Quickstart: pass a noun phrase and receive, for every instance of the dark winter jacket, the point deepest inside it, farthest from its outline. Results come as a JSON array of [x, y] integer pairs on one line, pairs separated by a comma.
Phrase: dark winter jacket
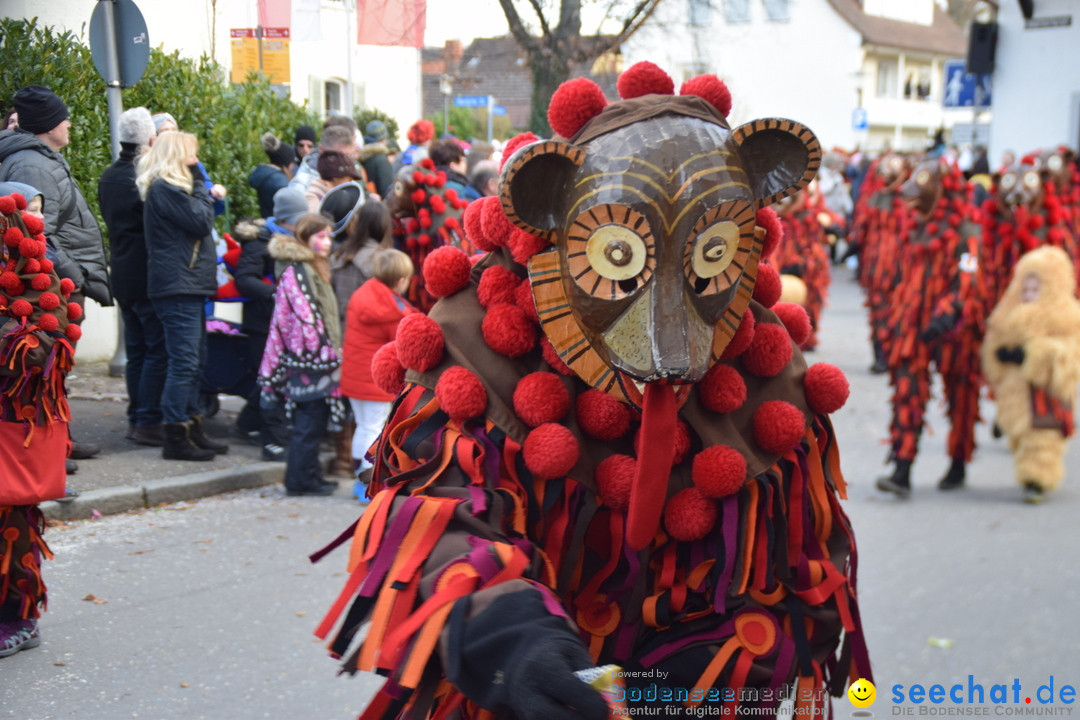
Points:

* * *

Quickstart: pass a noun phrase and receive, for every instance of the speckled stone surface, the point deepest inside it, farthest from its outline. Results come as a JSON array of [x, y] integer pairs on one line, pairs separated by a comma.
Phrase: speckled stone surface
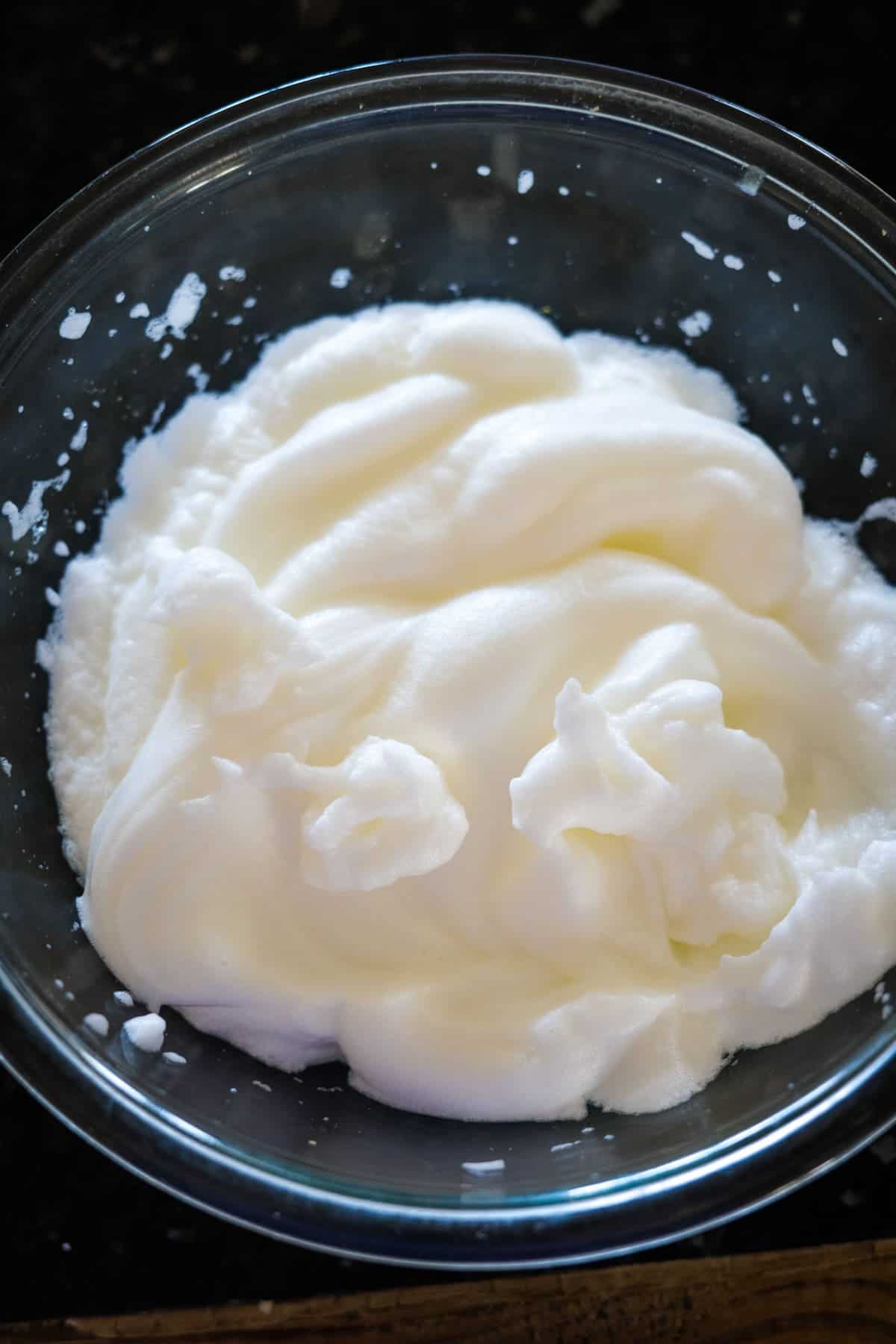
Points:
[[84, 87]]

SET EXERCISE: Display every line of the rows above that contains the word "instance".

THE OUTPUT:
Quickstart: pass a noun phrase and receive, for every instance of the dark winter jacket, the point deepest inside it, farthest from its outline. Results come as a JSON array of [x, y] integer pairs on one line, pairs separated by a comma.
Quickstart: pass a noun phrase and receive, for every instance of the speckled stone surface, the point deepest inside it, farthest from its outline. Results come as a JSON array of [x, y] integer pairs on one line, pairs separated by a comma.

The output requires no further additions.